Task prompt -> Extend the blog post about the dry summer on the farm, starting right after its last sentence.

Where can I shift them to next?!
Man it’s dry out there. One of the interesting, challenging, and scary things about farming is that there is just so much stuff we have no control over. One of the biggest variables we deal with here in the North is the amount of rain in any given month. We can take care of the health and fertility of our soil, we can manage how we graze our ‘plants’ with holistic rotation planning, but as anyone with a vege garden (or even a pot plant) will know, if that plant don’t get water, that plant don’t grow!
Farming at its most simplest is growing pasture and then converting it into protein. We are really grass farmers – one of our main jobs is to grow as much high quality grass as we can. Plenty of good pasture is always going to be a top priority for the well-being of a healthy cattle beast or sheep – Vitamin ‘G’ for grass.
I’m not going to get into the pro’s and con’s of irrigation in other parts of the country. However if you take a walk in our crop paddock, the only part that’s green is where we had a broken water pipe a few weeks ago. And it can’t help but make me think about how nice it would be to put sprinklers around our farm and have all our paddocks looking like that right now…. (picture)
Because, despite looking fairly green from the road, when you get up amongst it on the farm, underneath the stalk is bare and brown.
Now, if we knew that every January the 18th it would look like this, we could plan for it, and match our stocking rate to pasture availability. But every January the 18th looks different. Unfortunately, understocking our property isn’t the answer either. Pasture loses palatability and nutritional benefits if it gets too long, and its not economical to have too much pasture not being eaten (Well it might be economical if you have no mortgage and a handy off-farm income!). So one of a farmer’s jobs is balancing the delicate line of having enough pasture vs enough animals all throughout the year.
Measuring the amount of dry matter in a paddock (calories) with a sward stick, and matching it against the daily energy requirements of individual animals is invaluable in calculating feed demand versus availability, however, I don’t even know how to begin to calculate it looking at our paddocks at the moment.
So, prioritising which stock are going to get the best bits of grass left is certainly a bit of a challenge this summer. We had a ram buyer come down from Taipa on the weekend – they are so dry up there that he had to make the decision to buy in feed for his cattle. Interestingly he chose palm kernel to keep his weaners going until it rains. I reserve the right to change my mind, however palm kernal is the waste product left after palm kernal is extracted. Palm oil goes into pretty much everything NZders buy – shampoo, conditioner, chocolate, breakfast cereals and mascara. Awesome you if you actively make sure that none of the cosmetics, detergents or food you use contains palm oil (note that it is quite legal to just call it vegetable oil too on ingredients lists).
If palm kernal wasn’t fed to animals, it would be burnt, and that would cause an environmental impact of its own, so whilst I don’t like the idea of importing feed from another part of the world, I think there are other environmental impacts that are of a higher priority. However, I think that a 100% grass fed animal is healthier and better for the planet, so wouldn’t like to see grain/kernal fed to animals for anything but in a drought situation..

Entries supplied ->
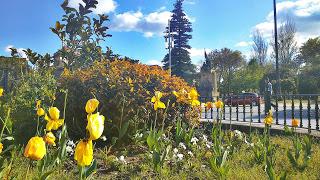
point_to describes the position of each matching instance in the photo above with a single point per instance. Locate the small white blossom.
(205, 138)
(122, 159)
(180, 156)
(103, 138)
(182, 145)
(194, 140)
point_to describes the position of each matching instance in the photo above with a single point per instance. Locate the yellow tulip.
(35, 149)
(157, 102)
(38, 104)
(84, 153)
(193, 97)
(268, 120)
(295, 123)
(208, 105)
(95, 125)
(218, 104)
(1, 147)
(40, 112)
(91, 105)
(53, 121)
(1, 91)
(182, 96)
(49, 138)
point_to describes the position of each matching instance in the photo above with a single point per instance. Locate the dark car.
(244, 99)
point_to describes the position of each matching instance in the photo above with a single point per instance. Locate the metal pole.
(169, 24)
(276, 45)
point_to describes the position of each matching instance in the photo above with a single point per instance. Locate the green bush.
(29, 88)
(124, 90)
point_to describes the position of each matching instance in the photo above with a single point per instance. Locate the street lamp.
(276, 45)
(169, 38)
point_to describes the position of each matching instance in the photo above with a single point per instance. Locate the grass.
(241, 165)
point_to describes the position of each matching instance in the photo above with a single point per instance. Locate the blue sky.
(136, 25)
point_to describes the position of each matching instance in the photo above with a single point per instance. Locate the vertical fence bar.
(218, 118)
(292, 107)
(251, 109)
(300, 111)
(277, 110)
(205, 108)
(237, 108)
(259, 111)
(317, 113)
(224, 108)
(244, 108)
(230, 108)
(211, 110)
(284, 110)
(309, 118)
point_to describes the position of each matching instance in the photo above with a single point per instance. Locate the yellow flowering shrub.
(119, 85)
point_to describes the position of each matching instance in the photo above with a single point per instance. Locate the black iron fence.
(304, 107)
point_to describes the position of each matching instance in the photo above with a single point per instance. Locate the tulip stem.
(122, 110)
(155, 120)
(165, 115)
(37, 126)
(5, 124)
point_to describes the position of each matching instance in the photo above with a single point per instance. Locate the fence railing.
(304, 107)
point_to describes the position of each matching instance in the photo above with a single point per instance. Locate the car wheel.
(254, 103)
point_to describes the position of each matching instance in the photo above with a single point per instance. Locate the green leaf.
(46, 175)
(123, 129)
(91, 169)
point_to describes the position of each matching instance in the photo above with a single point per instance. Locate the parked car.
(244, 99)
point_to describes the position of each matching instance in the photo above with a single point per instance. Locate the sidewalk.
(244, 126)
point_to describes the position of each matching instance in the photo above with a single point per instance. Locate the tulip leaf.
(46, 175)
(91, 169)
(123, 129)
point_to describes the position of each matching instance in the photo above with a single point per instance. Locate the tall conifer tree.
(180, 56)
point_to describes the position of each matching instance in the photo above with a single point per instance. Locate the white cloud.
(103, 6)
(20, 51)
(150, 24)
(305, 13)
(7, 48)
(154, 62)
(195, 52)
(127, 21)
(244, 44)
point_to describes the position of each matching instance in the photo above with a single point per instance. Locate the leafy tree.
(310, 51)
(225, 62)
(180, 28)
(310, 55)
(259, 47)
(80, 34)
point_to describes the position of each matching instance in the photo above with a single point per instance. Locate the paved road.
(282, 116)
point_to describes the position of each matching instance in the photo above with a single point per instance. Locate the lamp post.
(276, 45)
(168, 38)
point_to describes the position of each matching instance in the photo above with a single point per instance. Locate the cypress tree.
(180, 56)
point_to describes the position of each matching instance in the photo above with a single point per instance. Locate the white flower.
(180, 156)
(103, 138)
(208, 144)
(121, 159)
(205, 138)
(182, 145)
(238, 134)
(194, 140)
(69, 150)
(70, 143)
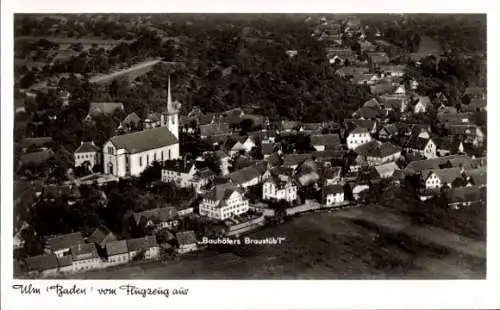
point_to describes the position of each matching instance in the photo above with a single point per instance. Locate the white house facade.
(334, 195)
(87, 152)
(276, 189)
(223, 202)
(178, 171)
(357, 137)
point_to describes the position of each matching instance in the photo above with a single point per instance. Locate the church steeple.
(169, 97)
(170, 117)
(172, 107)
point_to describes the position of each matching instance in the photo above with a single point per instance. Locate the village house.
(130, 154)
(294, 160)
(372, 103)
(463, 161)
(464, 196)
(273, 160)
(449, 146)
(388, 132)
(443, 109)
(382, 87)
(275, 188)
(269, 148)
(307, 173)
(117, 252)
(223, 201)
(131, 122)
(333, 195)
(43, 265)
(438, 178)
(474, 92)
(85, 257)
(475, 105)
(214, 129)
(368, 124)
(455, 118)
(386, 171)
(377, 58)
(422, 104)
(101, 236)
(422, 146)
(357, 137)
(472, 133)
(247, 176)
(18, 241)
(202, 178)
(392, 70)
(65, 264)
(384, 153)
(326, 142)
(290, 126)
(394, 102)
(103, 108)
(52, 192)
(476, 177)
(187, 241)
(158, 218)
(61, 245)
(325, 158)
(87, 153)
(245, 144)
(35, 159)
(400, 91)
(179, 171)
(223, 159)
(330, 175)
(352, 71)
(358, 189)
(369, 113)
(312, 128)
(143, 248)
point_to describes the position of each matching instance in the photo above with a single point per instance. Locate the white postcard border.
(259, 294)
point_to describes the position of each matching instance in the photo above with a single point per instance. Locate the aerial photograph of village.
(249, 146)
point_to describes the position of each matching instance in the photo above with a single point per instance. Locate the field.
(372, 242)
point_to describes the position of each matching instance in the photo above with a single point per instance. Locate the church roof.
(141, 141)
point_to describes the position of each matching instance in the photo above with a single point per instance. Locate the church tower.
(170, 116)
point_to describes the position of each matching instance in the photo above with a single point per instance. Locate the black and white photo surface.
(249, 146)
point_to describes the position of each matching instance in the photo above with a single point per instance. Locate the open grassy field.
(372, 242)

Answer to this task ->
Our farm should get through without having to make those choices, however we will be keeping a close eye on how much pasture we have vs how much our animals need, and selling some one year old bulls is certainly an option on the table.
The other job we are doing at this time of the year is keeping up with the water supply. We have troughed water going to almost all of our paddocks on the farm for stock water, with the water coming from our creek and from a bore. Piped water in the summer heat means plenty of opportunities for pipes to split, pull apart etc. Bulls are good at knocking the ball-cocks off the troughs, which causes the water to keep on running, even after that trough is full. So “keeping an eye on the water”, “finding a leak”, and “fixing a leak” are common answers to what we are up to at this time of year. And finding a leak can take all day – you know you’ve got no water, because the trough near the house is empty and there’s no water coming out of the pipe – but where the heck do you start to look on the farm?!
Still on water, I started to do an interesting calculation the other day. We receive approximately 1300ml rainfall each year. So this works out to be 130,000 litres of water per hectare. Over our 600ha of pasture (so not including the forests or other land we don’t graze), that equals 78 million litres of rain that our farm receives and then transfers into groundwater, ponds, streams and rivers every year! That’s a truckload of water (Roughly per ha, our sheep and cattle would drink maybe 30,000 of the 130,000 litres, the rest goes into the ground, into streams, or evaporates back up into the sky). Now, if the rainfall came in nice even amounts, say 100ml a month, that would be great, and we’d have a nice even amount of pasture growing all year round (give or take the effects of temperature and sunshine on growth). However, that’s not how our weather goes – instead we get about 1000ml over 4 months, and very little the rest of the time. Can’t help but feel if we were able to store a little bit of that winter rain and then use it as ‘rainfall’ throughout the year, farming could become that little bit more predictable, and our stress levels would come down. I certainly see that as a convincing argument for water storage, as long as it can ensure that the water requirements of our aquatic ecosystems are not compromised.
Cheers to a kiwi summer, and lets hope for some rain today!